(Items from a dataset)
* * * * * * * * *

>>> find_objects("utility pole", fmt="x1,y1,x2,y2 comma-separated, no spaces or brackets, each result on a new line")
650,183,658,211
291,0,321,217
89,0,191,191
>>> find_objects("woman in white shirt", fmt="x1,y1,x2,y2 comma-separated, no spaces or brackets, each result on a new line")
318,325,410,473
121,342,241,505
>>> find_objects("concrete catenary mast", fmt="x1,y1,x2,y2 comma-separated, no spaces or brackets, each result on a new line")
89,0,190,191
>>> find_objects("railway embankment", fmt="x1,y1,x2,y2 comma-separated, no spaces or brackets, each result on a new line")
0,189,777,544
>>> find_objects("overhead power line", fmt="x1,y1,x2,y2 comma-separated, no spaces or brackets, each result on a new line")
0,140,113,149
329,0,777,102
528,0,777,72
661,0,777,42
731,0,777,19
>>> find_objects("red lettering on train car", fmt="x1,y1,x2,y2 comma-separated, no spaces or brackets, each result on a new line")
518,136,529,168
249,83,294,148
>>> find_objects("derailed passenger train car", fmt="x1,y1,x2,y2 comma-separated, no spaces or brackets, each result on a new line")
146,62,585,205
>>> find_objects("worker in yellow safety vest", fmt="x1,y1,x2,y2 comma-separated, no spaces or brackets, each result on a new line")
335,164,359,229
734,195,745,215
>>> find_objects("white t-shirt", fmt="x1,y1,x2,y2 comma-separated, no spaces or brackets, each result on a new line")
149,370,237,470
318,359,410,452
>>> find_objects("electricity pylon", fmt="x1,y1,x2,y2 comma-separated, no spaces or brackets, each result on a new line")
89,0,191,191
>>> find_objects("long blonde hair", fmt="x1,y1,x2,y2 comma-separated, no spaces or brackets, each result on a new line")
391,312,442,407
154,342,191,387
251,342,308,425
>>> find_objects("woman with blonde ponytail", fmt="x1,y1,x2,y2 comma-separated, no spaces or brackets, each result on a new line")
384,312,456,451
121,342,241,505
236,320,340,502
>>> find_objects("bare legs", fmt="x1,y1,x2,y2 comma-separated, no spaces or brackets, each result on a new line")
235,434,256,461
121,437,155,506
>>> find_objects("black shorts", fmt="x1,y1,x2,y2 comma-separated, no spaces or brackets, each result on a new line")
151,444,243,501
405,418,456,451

* * * * * * * * *

→ Goal of the exercise
Arrange every line of the records above as a Markdown table with two columns, Row and Line. Number the rows in order and leave out any blank lines.

→ Finished task
| Row | Line |
|---|---|
| 1 | >>> find_objects("utility pole", fmt="x1,y1,x2,y2 comma-separated, no spaces or brackets, each result on a new line") |
| 2 | 650,183,658,211 |
| 3 | 291,0,321,217 |
| 4 | 89,0,191,191 |
| 5 | >>> find_objects("woman in white shirt", fmt="x1,y1,x2,y2 comma-separated, no spaces or brackets, each result on a new line") |
| 6 | 318,325,410,473 |
| 7 | 121,342,241,505 |
| 8 | >>> find_objects("concrete catenary mast", fmt="x1,y1,x2,y2 comma-separated, no spaces or brackets, each result on a new line") |
| 9 | 89,0,190,191 |
| 10 | >>> find_objects("railway embankment", fmt="x1,y1,x2,y2 comma-separated, no spaces or brackets, each result on a new line") |
| 11 | 0,189,777,544 |
| 12 | >>> find_objects("overhead power line", fmt="x1,y1,x2,y2 comma-separated, no spaces or brackets, each result on a new line") |
| 13 | 0,140,113,149 |
| 14 | 329,0,777,102 |
| 15 | 528,0,777,72 |
| 16 | 661,0,777,42 |
| 17 | 731,0,777,19 |
| 18 | >>> find_objects("red lettering on train car", fmt="x1,y1,x2,y2 comma-separated, no spaces or brackets, each result on a new line") |
| 19 | 518,136,529,168 |
| 20 | 249,83,294,148 |
| 21 | >>> find_objects("derailed passenger train car", fmt="x1,y1,x2,y2 comma-separated, no spaces or brackets, each result on a new line") |
| 22 | 146,62,585,205 |
| 23 | >>> find_objects("worker in yellow safety vest", fmt="x1,y1,x2,y2 comma-separated, no spaces or brackets, each result on a new line") |
| 24 | 335,164,359,229 |
| 25 | 734,195,745,215 |
| 26 | >>> find_objects("white t-shirt", fmt="x1,y1,x2,y2 comma-separated, no spaces or brackets, each result on a new line") |
| 27 | 149,370,237,470 |
| 28 | 318,359,410,452 |
| 29 | >>> find_objects("electricity pylon", fmt="x1,y1,x2,y2 comma-separated, no spaces or brackets, each result on a new line") |
| 30 | 89,0,191,191 |
| 31 | >>> find_objects("long blonde hair", fmt="x1,y1,x2,y2 comma-separated, no spaces or brackets, each result on a new line") |
| 32 | 391,312,442,407 |
| 33 | 154,342,191,387 |
| 34 | 251,342,308,425 |
| 35 | >>> find_objects("woman with blonde ponytail", fmt="x1,y1,x2,y2 comma-separated, no spaces or brackets, each result on a new line") |
| 36 | 384,312,456,451 |
| 37 | 121,342,241,505 |
| 38 | 236,320,340,502 |
| 39 | >>> find_objects("bare legs", fmt="x1,y1,x2,y2 comma-separated, no spaces or brackets, each result on a new line") |
| 40 | 235,434,256,461 |
| 41 | 121,437,155,506 |
| 42 | >>> find_objects("black shorts", fmt="x1,y1,x2,y2 comma-separated, no spaces or brackets, each result on a new line") |
| 43 | 151,444,243,501 |
| 44 | 405,418,456,451 |